* **Task prompt**
Set down the listing below word for word, starting at the line that contains "Practice. Place a point on every instance of the gray" and ending at the line that contains "Target: green lettuce leaf". Include both of those lines and nothing outside them.

* **Material for this exercise**
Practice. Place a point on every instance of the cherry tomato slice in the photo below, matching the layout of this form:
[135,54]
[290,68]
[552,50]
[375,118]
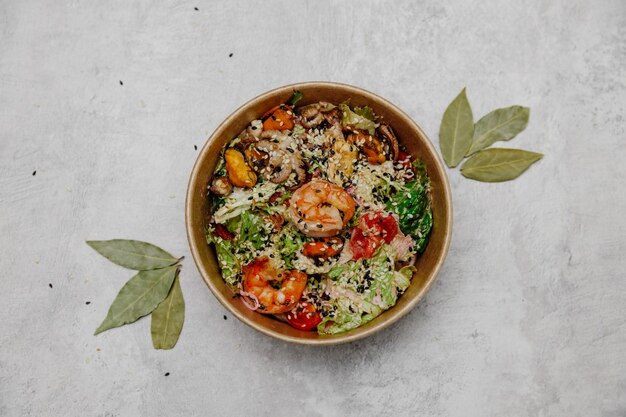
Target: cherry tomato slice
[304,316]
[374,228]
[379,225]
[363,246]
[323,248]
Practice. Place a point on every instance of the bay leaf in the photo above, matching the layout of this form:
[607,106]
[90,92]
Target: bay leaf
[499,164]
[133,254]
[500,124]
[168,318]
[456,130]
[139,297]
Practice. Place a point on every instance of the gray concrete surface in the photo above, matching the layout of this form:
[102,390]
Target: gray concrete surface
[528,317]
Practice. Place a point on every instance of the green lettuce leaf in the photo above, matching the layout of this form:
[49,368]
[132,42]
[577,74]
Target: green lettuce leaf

==

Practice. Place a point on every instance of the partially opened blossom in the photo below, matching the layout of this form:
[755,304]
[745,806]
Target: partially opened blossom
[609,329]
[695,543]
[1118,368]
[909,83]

* **Written reply**
Practice. Place a point on every instance of the gray concrete surface in the photo above, matching the layout of this form:
[102,390]
Target: gray concrete surface
[528,317]
Practice. Place a point on every instance of the green lettuce leaf in the photo above, matching the layout of this form:
[49,368]
[132,42]
[577,74]
Target: green lettuce leaf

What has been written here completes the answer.